> **SET PROBLEM 1**:
Scale the entries that follow the forum thread by rewriting every line, wording included, with each point coordinate in the answers multiplied by 1.7 and rounded to a whole number, halves rounded up. Leave the pictures out.

> **EXCERPT TO READ**:
►

In the boundary case where the two tubes meet you have an open tube of double length at a harmonic where there is a node at mid point or equivalently your original tube becomes closed on that end.

This looks like a great physics problem. What is your interest?
 
jambaugh said:
Think of the barrier as a mirror to sound waves. A barrier some distance from the end will behave like having two tubes end to end with a space twice that distance. Far apart they can be in sync without interfering. As they grow closer the waves exiting one's end interferes with the standing wave of the other. This will be a function of distance and freq. The coupling will be proportional to square of the distance and phase shift is distance times freq over speed of sound. (plus a half cycle phase shift due to reflection)

In the boundary case where the two tubes meet you have an open tube of double length at a harmonic where there is a node at mid point or equivalently your original tube becomes closed on that end.

This looks like a great physics problem. What is your interest?

Hello Jambaugh,

Thanks for your reply, I'm actually doing this investigation as part of a high school assignment, although I may've bitten off more than I can chew.

The coupling will be proportional to square of the distance and phase shift is distance times freq over speed of sound. (plus a half cycle phase shift due to reflection)

^Would that be referring to N = (D^2f)/4v? What do you mean by the coupling, I'm still slightly puzzled with this. The results I've obtained was that for an open pipes of around 60cmish (excluding end correction), the resonant frequency with the barrier at a distance of 1cm varies only by 2Hz to that of 8cm (where the resonant frequency levels out).

In the boundary case where the two tubes meet you have an open tube of double length at a harmonic where there is a node at mid point or equivalently your original tube becomes closed on that end.

^That's what I was thinking at first, on our spectrum we were getting a really tiny peak at half the loudest peak, which we believe is actually an undertone as opposed to the fundamental. That's why I'm not quite sure as to whether it equates to the tube being closed at one end.

◄

> **RECORDS TO USE**:
►

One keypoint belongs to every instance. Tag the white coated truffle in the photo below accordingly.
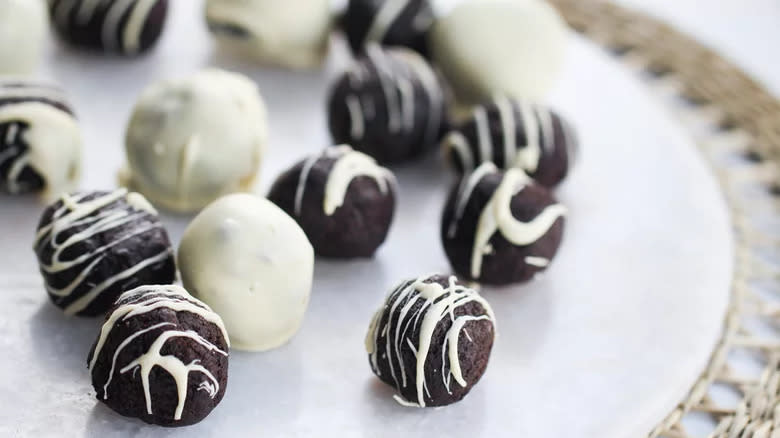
(23, 28)
(192, 140)
(253, 265)
(288, 33)
(488, 48)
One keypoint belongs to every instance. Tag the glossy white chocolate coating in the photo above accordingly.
(194, 139)
(492, 48)
(253, 265)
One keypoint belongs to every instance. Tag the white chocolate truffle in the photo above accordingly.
(252, 263)
(512, 48)
(23, 28)
(288, 33)
(192, 140)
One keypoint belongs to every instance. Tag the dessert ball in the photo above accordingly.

◄

> **SET PROBLEM 2**:
List every length stated in centimeters in the forum thread.

> **WRITTEN RESPONSE 1**:
One keypoint belongs to every instance. Tag the white coated truffle in the photo below accordingly.
(39, 48)
(326, 238)
(430, 451)
(490, 56)
(830, 82)
One keypoint belongs to every instance. Tag the glossy white chocolate coating in the photo above accordingly.
(330, 236)
(836, 82)
(430, 451)
One keypoint belongs to every instance. Tag the white chocolate truffle in the photo above accordingly.
(428, 447)
(870, 82)
(39, 48)
(490, 56)
(326, 238)
One keypoint belongs to every instance. Tag the dessert ball in the photo above accordingly.

> **WRITTEN RESPONSE 2**:
- around 60 cm (the open pipes, excluding end correction)
- 1 cm (barrier distance)
- 8 cm (barrier distance where the resonant frequency levels out)